Stated exercise -
Answer these questions from the text on Williams v. State:
1. Which court explained the warrant requirements in this case?
2. What did the officers find when they searched Williams's vehicle after the traffic stop?
3. What two things must a police affidavit show to obtain a search warrant in Florida?

In Williams v. State, Florida’s Second District Court of Appeals explains some of the basic requirements that police must satisfy in order to get a warrant to search the home of a person suspected of selling drugs.

Ms. Williams was charged with drug possession after police in Tampa received a tip from a confidential informant about a 30-35-year-old woman selling crack cocaine from her apartment. The informant later identified Williams as the woman and pointed out her home as the place where she was allegedly selling crack. The officers maintained visual and audio contact with the informant during a “controlled buy” in which he purchased a small amount of the drug from Williams. He also confirmed that a car parked out front was registered to Williams.

The officers and informant executed another controlled buy the following day, after which the informant said Williams may have drugs and a gun in her car. The officers later searched the vehicle after stopping Williams for a traffic violation, but didn’t find narcotics or a weapon. The cops ultimately obtained a warrant to search Williams home from a magistrate. They didn’t mention the traffic stop or incorrect tip in seeking the warrant. A search of Williams’ home recovered crack cocaine and marijuana, as well as three razor blades with cocaine residue, two digital weight scales and a handgun.

A trial court denied Williams’ motion to suppress the evidence. She later plead no contest and was convicted on the drug possession charges.

Affirming the trial court’s decision on appeal, the Second District said the magistrate properly issued the warrant based on the controlled buy and other evidence. In order to obtain a search warrant in Florida, the Court explained that the police must provide an affidavit showing two things: “first, that a particular person has committed a crime…and second, that evidence relevant to the probable criminality is likely located at the place to be searched.” The judge reviewing an affidavit is expected the make a “common sense” decision based on all of the circumstances described in the affidavit.

[Coordinate annotation records]
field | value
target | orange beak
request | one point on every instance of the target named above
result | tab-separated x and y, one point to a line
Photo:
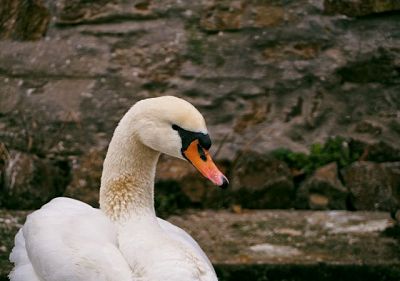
202	161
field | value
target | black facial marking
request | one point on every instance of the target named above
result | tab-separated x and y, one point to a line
201	153
187	137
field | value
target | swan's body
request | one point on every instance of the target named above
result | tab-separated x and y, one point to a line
67	240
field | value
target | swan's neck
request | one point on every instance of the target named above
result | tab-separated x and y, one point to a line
127	183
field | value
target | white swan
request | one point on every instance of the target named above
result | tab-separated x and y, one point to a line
68	240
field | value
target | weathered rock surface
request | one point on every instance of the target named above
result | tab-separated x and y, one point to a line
361	8
264	74
261	182
323	190
23	19
278	245
28	181
373	186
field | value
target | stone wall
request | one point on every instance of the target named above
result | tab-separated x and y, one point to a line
266	75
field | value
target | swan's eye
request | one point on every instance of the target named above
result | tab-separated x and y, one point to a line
201	152
188	137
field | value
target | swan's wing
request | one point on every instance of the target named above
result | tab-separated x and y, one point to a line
67	240
183	237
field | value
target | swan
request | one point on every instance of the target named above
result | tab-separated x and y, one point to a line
68	240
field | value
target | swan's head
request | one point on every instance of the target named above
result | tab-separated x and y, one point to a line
173	126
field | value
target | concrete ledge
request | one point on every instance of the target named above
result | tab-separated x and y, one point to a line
278	245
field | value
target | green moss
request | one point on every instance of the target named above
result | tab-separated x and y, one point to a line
335	149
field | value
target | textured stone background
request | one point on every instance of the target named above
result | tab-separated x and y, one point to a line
266	75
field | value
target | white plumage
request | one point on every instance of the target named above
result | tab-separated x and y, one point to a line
68	240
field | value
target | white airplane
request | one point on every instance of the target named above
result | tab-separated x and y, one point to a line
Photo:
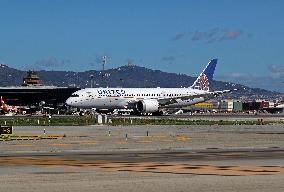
146	100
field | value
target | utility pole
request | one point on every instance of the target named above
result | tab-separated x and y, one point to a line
104	61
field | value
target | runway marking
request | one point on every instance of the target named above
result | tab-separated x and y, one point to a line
58	144
121	142
142	167
183	138
23	145
88	142
145	141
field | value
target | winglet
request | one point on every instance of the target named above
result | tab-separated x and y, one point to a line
3	105
205	78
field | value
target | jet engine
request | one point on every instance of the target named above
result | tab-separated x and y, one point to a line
147	106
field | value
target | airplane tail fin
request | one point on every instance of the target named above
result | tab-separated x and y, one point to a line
205	78
3	105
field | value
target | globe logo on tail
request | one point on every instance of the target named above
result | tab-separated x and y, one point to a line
202	83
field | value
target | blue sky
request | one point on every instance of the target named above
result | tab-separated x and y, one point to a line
173	36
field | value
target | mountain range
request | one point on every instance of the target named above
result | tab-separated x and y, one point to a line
130	76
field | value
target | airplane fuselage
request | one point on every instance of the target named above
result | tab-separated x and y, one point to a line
122	98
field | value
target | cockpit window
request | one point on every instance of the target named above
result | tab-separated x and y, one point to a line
75	95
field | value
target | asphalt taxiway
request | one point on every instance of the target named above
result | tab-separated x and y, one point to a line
150	158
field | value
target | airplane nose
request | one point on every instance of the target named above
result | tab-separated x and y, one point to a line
68	101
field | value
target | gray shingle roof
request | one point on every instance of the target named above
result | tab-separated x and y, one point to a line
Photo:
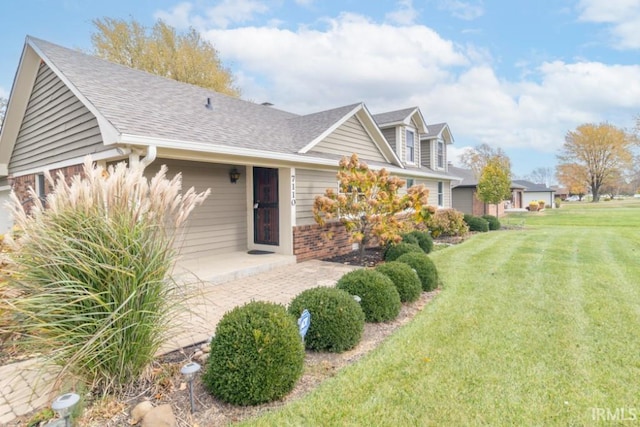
139	103
467	175
393	116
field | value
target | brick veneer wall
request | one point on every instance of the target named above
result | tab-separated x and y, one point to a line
311	241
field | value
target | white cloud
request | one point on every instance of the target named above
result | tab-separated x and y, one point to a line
404	15
351	58
224	14
466	10
622	15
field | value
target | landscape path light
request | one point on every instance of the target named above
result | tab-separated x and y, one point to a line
189	371
63	405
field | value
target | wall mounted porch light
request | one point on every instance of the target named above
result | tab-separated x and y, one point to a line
234	175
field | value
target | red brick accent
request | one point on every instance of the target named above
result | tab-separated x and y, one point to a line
312	241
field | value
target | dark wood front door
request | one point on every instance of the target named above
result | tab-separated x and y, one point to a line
266	228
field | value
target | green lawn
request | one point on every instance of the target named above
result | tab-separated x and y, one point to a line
539	326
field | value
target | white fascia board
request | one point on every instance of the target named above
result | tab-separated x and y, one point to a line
107	130
223	150
111	154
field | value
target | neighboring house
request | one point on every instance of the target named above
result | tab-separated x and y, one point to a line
420	147
536	192
465	195
264	166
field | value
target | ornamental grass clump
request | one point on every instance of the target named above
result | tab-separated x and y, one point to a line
91	271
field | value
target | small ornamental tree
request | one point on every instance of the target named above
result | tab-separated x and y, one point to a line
494	184
368	203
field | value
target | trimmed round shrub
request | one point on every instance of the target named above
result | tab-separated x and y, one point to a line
379	297
424	266
409	238
337	320
394	251
476	223
257	355
424	240
404	278
494	222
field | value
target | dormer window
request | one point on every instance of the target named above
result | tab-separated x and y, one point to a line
410	143
441	154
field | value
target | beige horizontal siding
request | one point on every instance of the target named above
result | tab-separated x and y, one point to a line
56	126
219	225
350	138
390	136
463	200
309	184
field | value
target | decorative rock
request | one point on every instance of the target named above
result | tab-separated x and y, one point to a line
140	410
160	416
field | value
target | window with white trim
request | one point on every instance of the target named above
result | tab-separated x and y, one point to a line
440	154
410	144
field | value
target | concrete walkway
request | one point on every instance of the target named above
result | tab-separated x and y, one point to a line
218	288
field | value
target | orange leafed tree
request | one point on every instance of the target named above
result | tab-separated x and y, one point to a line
597	152
574	178
368	203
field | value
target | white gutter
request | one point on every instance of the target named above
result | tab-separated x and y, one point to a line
152	152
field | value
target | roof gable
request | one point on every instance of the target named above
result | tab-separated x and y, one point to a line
407	116
439	130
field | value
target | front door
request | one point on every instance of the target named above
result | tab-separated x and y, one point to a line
266	228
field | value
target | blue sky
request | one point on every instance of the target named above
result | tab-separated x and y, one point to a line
513	74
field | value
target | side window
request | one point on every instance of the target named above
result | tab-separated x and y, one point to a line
410	137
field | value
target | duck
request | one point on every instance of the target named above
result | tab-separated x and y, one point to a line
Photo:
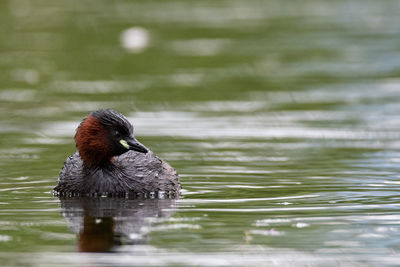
111	162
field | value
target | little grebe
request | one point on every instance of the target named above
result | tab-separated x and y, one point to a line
111	162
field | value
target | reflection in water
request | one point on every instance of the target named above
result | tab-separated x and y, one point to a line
104	223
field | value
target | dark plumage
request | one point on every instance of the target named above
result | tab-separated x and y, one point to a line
110	161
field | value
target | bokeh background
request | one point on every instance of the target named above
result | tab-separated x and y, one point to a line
282	118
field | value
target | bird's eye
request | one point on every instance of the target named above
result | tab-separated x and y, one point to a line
117	134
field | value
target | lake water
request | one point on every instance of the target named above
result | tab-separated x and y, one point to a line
281	117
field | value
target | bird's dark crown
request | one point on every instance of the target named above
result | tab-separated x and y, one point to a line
104	134
113	120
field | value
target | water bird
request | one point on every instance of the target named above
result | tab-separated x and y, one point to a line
109	161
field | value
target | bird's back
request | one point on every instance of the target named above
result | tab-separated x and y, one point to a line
132	173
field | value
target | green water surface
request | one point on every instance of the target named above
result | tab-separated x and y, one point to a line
281	117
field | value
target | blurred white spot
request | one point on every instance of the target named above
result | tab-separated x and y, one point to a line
270	232
135	39
301	225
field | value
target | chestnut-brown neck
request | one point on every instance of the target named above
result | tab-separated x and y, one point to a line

Right answer -
1. Florida's Second District Court of Appeals.
2. They found neither narcotics nor a weapon.
3. First, that a particular person has committed a crime. Second, that evidence relevant to the probable criminality is likely located at the place to be searched.